### Exercise aim
Reproduce every one of the records below verbatim, keeping each line intact.

-- start of Material supplied --

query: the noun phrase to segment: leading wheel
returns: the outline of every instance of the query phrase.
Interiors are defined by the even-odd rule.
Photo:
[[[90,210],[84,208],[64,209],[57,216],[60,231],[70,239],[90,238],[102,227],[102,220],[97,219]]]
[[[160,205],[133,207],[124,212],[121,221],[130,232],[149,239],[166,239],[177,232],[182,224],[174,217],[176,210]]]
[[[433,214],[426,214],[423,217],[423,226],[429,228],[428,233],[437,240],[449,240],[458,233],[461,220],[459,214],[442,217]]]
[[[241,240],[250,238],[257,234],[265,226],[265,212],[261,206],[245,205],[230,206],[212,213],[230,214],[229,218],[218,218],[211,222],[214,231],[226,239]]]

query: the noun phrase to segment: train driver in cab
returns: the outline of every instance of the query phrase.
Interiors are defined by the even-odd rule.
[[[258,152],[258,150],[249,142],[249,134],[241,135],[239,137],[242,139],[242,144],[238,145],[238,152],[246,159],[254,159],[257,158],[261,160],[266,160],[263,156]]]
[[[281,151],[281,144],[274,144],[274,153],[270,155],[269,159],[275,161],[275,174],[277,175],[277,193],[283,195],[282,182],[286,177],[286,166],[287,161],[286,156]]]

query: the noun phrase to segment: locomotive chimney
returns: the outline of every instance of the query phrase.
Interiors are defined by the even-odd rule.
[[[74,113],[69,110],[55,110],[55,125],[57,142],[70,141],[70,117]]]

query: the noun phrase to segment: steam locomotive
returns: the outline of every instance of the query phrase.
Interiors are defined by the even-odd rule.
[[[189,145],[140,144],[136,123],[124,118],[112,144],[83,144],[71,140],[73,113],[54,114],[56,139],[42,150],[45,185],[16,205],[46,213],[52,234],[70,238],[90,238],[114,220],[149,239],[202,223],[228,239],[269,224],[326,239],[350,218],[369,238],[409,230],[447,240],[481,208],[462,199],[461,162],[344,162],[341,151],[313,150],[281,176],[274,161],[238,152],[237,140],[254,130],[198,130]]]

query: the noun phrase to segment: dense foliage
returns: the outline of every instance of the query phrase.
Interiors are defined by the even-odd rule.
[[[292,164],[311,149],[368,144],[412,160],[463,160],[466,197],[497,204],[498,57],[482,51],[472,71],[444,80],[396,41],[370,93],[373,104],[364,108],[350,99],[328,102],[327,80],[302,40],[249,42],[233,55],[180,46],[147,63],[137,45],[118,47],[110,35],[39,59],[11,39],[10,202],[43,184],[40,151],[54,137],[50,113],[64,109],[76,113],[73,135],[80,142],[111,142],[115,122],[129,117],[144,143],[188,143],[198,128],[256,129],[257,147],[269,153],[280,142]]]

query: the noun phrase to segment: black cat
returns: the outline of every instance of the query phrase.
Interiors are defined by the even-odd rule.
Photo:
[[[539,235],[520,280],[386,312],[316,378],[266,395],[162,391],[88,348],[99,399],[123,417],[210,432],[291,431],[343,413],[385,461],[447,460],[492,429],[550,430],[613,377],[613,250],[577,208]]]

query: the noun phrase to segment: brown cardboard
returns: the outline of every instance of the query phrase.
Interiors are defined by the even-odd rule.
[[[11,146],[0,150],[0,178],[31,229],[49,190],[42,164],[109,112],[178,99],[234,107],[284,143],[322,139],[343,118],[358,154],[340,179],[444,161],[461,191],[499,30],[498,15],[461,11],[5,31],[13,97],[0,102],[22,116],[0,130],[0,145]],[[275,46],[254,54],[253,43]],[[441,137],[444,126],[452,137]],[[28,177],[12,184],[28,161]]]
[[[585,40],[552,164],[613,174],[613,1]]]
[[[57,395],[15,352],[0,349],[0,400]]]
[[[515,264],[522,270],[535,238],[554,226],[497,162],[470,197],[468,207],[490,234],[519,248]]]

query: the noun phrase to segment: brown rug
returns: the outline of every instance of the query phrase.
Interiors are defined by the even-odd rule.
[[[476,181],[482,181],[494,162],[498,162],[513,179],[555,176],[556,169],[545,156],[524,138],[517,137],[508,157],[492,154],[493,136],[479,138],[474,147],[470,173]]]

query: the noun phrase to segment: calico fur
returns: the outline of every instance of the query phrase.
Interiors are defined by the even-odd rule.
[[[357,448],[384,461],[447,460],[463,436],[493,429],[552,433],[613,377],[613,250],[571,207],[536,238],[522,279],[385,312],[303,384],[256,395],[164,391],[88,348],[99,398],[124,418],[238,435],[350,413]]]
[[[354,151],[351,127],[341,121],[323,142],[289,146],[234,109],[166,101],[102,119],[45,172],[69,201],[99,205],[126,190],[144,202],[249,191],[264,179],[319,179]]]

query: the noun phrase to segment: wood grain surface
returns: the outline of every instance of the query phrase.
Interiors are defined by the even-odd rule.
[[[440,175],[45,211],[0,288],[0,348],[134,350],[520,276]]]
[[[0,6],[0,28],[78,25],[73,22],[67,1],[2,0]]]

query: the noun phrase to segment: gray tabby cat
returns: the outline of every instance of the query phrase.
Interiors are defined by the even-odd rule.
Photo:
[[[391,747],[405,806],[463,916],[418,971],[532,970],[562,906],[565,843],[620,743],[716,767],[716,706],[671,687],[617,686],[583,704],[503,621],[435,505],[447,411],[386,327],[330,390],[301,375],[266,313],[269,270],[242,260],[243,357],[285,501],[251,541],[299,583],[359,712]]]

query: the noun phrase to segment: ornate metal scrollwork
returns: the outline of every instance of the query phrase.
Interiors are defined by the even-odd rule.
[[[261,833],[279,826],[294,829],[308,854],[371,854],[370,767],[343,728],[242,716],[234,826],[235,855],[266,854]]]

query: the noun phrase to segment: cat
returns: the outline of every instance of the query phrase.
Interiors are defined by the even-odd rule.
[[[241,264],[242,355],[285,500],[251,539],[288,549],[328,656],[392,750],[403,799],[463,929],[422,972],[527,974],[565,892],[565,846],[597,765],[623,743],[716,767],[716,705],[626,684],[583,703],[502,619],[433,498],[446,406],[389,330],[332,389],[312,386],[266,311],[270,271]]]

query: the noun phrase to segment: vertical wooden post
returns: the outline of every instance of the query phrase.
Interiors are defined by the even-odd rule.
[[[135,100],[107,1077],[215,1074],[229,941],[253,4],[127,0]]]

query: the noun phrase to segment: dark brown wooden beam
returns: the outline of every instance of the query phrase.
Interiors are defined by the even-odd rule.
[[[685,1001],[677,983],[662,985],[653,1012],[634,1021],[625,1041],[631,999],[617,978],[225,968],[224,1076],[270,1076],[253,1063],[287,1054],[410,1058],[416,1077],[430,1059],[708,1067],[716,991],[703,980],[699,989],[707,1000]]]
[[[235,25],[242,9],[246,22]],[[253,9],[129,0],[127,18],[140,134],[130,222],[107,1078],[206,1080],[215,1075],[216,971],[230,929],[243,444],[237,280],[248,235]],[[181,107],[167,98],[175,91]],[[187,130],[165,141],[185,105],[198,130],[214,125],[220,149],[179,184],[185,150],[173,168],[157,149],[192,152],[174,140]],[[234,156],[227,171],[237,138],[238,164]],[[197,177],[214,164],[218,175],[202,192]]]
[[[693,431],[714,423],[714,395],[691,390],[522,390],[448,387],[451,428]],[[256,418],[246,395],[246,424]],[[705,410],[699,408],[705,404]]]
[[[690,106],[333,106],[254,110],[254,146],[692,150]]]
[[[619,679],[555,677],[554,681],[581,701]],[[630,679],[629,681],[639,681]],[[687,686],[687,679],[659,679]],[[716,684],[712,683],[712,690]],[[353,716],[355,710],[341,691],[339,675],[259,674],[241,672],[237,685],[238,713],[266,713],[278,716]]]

-- end of Material supplied --

### Solved exercise
query: the noun phrase to segment: leading wheel
returns: the outline of every instance of the query phrase.
Interiors are defined by the even-odd rule.
Photo:
[[[90,210],[84,208],[64,209],[57,216],[60,231],[70,239],[90,238],[102,227],[102,220],[97,219]]]
[[[160,205],[133,207],[124,212],[121,221],[130,232],[149,239],[166,239],[177,232],[182,224],[174,217],[176,210]]]
[[[433,214],[426,214],[423,217],[423,226],[429,228],[428,233],[437,240],[449,240],[458,233],[461,220],[459,214],[442,217]]]
[[[241,240],[250,238],[257,234],[265,226],[265,212],[261,206],[245,205],[230,206],[212,213],[230,214],[229,218],[218,218],[211,222],[214,231],[226,239]]]

query: the noun phrase to segment: train driver in cab
returns: the outline of every instance of the query phrase.
Interiors are defined by the even-odd rule.
[[[258,152],[258,150],[249,142],[249,134],[241,135],[239,137],[242,139],[242,144],[238,145],[238,152],[246,159],[254,159],[257,158],[261,160],[266,160],[263,156]]]
[[[281,151],[281,144],[274,144],[274,153],[270,155],[269,159],[275,161],[275,174],[277,175],[277,193],[283,195],[282,182],[286,177],[286,166],[287,161],[286,156]]]

query: the noun phrase to segment: locomotive chimney
returns: the outline of every instance of the query phrase.
Interiors are defined by the even-odd rule.
[[[74,113],[69,110],[55,110],[55,125],[57,142],[70,141],[70,117]]]

query: the noun phrase to segment: steam locomotive
returns: the outline of every instance of the query phrase.
Interiors are defined by the even-odd rule.
[[[189,145],[140,144],[136,123],[124,118],[112,144],[83,144],[71,140],[73,113],[54,114],[56,139],[42,150],[45,185],[16,205],[46,213],[52,234],[70,238],[90,238],[114,220],[149,239],[202,223],[228,239],[269,224],[326,239],[350,218],[369,238],[409,230],[447,240],[481,208],[462,199],[461,162],[344,162],[341,151],[313,150],[281,176],[274,161],[238,152],[237,140],[254,130],[198,130]]]

query: the noun phrase to segment: dense foliage
returns: the outline of every instance of the query phrase.
Interiors are defined by the even-odd rule.
[[[292,164],[311,149],[368,144],[412,160],[463,160],[466,197],[497,204],[498,57],[482,51],[472,71],[444,80],[396,41],[370,93],[373,104],[364,108],[350,99],[328,102],[327,80],[302,40],[249,42],[233,55],[180,46],[147,63],[137,45],[118,47],[110,35],[39,59],[11,39],[10,202],[43,184],[40,151],[54,137],[50,113],[64,109],[76,113],[73,135],[80,142],[111,142],[115,122],[129,117],[144,143],[188,143],[198,128],[256,129],[257,147],[269,153],[280,142]]]

query: the noun phrase to segment: black cat
returns: the outline of every instance of the query phrase.
Interiors are defined by the even-odd rule.
Photo:
[[[539,235],[520,280],[386,312],[316,378],[266,395],[162,391],[88,348],[99,399],[123,417],[210,432],[291,431],[343,413],[385,461],[447,460],[492,429],[550,430],[613,377],[613,250],[577,208]]]

query: the noun phrase to segment: brown cardboard
returns: the outline of every instance of the query phrase.
Interiors are defined by the even-odd rule.
[[[11,146],[0,150],[0,178],[31,229],[49,190],[42,164],[109,112],[178,99],[234,107],[284,143],[322,139],[343,118],[358,154],[340,179],[444,161],[461,191],[499,30],[498,15],[461,11],[5,31],[13,97],[0,102],[22,116],[0,130],[0,145]],[[275,46],[254,54],[253,43]],[[441,137],[444,126],[452,137]],[[28,177],[12,184],[28,161]]]
[[[585,40],[552,164],[613,174],[613,1]]]
[[[57,395],[15,352],[0,349],[0,400]]]
[[[515,264],[522,270],[535,238],[554,226],[497,162],[470,197],[468,207],[490,234],[519,248]]]

query: the noun phrase to segment: brown rug
returns: the outline of every instance of the query phrase.
Interiors are defined by the even-odd rule.
[[[476,181],[482,181],[494,162],[498,162],[513,179],[555,176],[556,169],[545,156],[524,138],[517,137],[508,157],[492,154],[493,136],[479,138],[474,147],[470,173]]]

query: the noun phrase to segment: calico fur
returns: the outline of every instance of the query phrase.
Interiors are defined by the even-odd rule.
[[[357,448],[384,461],[447,460],[463,436],[493,429],[552,433],[613,377],[613,250],[571,207],[536,238],[522,279],[385,312],[303,384],[256,395],[164,391],[88,348],[99,398],[124,418],[238,435],[350,413]]]
[[[354,151],[351,127],[341,121],[323,142],[289,146],[234,109],[166,101],[102,119],[45,172],[69,201],[99,205],[126,190],[144,202],[249,191],[264,179],[319,179]]]

query: the noun phrase to segment: wood grain surface
returns: the outline of every instance of the query phrase.
Interiors are defined by the even-odd rule.
[[[440,175],[45,211],[0,288],[0,348],[134,350],[520,276]]]
[[[0,6],[0,28],[78,25],[73,22],[67,1],[2,0]]]

query: the noun phrase to segment: gray tabby cat
returns: the outline of every instance of the query phrase.
Interiors are defined by the even-odd rule.
Photo:
[[[391,747],[405,806],[463,916],[418,971],[532,970],[562,906],[565,843],[620,743],[716,767],[716,706],[671,687],[617,686],[583,704],[503,621],[435,505],[447,411],[386,327],[330,390],[301,375],[266,313],[269,270],[242,260],[243,357],[285,501],[251,541],[299,583],[359,712]]]

query: the noun phrase to segment: ornate metal scrollwork
returns: the outline of every instance of the query phrase.
Interiors are defined by the even-odd rule.
[[[261,833],[279,826],[294,829],[308,854],[371,854],[370,767],[343,728],[242,716],[234,826],[235,855],[266,854]]]

query: the noun phrase to segment: cat
returns: the outline of every instance of the query phrase.
Interiors are defined by the even-odd rule.
[[[241,264],[242,355],[285,500],[251,539],[288,549],[328,656],[392,750],[403,799],[463,929],[422,972],[527,974],[565,892],[565,846],[597,765],[623,743],[716,767],[716,705],[626,684],[583,703],[502,619],[433,498],[446,406],[389,330],[332,389],[312,386],[266,311],[270,271]]]

query: the noun phrase to segment: vertical wooden post
returns: the outline of every instance of the query phrase.
Interiors are defined by the even-odd rule.
[[[135,100],[107,1077],[215,1074],[229,941],[253,4],[127,0]]]

query: the noun phrase to segment: dark brown wooden beam
returns: the outline of every instance of the query phrase.
Interiors are defined by the even-odd rule.
[[[685,1001],[677,983],[662,985],[653,1012],[634,1021],[625,1041],[631,999],[617,978],[225,968],[224,1076],[270,1076],[253,1063],[287,1054],[410,1058],[416,1077],[430,1059],[708,1067],[716,991],[703,980],[699,989],[707,1000]]]
[[[235,25],[242,9],[246,22]],[[253,9],[129,0],[127,18],[140,134],[130,222],[107,1078],[206,1080],[215,1075],[216,971],[230,929],[243,444],[237,280],[248,235]],[[181,107],[167,98],[175,91]],[[187,130],[165,141],[185,105],[198,130],[214,125],[220,149],[179,184],[185,150],[173,168],[157,149],[192,152],[174,140]],[[234,156],[227,171],[237,138],[238,164]],[[197,177],[214,164],[218,175],[202,192]]]
[[[693,431],[714,423],[714,395],[691,390],[522,390],[448,387],[451,428]],[[256,418],[246,395],[246,424]],[[705,410],[699,408],[705,404]]]
[[[690,106],[333,106],[254,110],[254,146],[692,150]]]
[[[619,679],[555,677],[554,681],[581,701]],[[630,679],[629,681],[639,681]],[[687,686],[687,679],[659,679]],[[716,684],[712,683],[712,690]],[[353,716],[355,710],[341,691],[339,675],[259,674],[241,672],[237,685],[238,713],[266,713],[278,716]]]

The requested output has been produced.